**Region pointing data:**
=-=-=
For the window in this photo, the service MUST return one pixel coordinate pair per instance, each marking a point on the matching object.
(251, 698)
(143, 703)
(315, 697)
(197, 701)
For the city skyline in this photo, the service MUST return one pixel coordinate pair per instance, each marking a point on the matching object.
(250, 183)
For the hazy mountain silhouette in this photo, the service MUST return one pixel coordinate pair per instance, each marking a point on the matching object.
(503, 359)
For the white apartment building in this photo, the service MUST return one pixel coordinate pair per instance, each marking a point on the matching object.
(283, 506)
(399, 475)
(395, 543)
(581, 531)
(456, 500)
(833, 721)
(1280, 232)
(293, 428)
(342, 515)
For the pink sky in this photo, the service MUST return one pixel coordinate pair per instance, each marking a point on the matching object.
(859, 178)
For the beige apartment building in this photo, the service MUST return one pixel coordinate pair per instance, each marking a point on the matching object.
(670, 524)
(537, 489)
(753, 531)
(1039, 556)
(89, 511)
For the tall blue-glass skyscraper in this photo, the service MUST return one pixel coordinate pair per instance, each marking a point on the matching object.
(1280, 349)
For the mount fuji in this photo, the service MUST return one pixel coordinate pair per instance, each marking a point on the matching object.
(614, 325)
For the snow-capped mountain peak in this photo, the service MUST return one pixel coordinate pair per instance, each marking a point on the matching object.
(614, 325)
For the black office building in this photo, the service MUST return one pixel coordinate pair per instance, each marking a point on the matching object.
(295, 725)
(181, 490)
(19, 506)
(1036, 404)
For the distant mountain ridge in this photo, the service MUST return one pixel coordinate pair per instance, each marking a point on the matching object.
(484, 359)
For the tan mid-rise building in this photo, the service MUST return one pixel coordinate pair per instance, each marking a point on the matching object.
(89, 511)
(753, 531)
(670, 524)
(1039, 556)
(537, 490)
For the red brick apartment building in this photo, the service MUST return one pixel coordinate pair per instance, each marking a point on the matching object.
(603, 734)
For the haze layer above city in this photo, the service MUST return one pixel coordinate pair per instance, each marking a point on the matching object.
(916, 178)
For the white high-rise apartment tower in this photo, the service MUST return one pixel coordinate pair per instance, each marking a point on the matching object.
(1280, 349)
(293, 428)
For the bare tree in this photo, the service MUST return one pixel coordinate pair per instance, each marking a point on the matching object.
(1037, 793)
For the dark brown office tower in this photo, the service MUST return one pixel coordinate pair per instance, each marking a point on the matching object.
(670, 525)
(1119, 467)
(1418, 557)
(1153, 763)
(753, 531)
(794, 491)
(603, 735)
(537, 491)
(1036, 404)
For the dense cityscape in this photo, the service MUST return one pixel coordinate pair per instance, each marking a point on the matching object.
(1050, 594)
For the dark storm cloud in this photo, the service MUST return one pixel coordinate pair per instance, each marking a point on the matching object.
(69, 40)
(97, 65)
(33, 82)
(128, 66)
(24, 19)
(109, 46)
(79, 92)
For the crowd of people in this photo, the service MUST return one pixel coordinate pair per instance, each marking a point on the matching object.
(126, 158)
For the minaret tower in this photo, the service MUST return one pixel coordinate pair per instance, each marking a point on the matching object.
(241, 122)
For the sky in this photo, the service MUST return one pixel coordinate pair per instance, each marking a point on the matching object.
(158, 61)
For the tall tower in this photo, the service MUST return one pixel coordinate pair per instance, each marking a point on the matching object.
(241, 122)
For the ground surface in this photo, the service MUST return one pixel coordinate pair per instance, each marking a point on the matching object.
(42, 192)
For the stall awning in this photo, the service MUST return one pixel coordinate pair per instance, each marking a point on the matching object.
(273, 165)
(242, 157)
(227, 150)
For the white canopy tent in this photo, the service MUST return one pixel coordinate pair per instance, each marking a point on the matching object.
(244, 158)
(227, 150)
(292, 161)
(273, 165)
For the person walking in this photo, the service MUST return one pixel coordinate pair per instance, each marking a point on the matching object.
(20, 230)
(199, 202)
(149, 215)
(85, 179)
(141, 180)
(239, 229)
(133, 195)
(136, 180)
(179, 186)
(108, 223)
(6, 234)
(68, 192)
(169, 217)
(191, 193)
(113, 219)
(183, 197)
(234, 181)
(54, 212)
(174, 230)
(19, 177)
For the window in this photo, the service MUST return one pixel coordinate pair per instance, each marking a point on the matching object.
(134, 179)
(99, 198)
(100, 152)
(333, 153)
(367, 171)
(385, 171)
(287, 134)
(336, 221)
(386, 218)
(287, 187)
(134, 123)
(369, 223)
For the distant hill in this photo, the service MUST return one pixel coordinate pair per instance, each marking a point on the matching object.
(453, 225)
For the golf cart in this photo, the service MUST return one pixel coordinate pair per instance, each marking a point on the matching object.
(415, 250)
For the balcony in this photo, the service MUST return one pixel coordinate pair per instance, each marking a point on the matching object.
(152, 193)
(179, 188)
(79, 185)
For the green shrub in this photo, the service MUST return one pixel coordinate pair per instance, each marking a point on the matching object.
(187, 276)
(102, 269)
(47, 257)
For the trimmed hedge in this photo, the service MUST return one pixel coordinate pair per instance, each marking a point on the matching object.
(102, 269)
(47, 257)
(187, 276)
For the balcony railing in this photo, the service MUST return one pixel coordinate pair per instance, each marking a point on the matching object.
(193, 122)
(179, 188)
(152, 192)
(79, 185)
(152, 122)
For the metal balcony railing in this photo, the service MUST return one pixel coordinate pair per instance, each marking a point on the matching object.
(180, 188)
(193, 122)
=-=-=
**PROMPT:** Give back the line containing "For the green" and all the lines after it through the end of the records, unchanged.

**RESULT:**
For the green shrub in this photo, the service MUST return one pixel coordinate pair per instance, each marking a point on the matching object.
(187, 276)
(102, 269)
(47, 257)
For the trimmed hedge in this photo, the service MUST return one pixel coordinate pair per instance, each marking a point on the matching object.
(102, 269)
(47, 257)
(187, 276)
For the balcony railing in this photo, the service MUST return one pixel coordinate pair per instance, each marking a point on the matching object.
(193, 122)
(179, 188)
(152, 192)
(79, 185)
(152, 122)
For the metal balcony railing in this photo, the service MUST return one pixel coordinate pair per instance, each marking a point on the matching object.
(180, 188)
(193, 122)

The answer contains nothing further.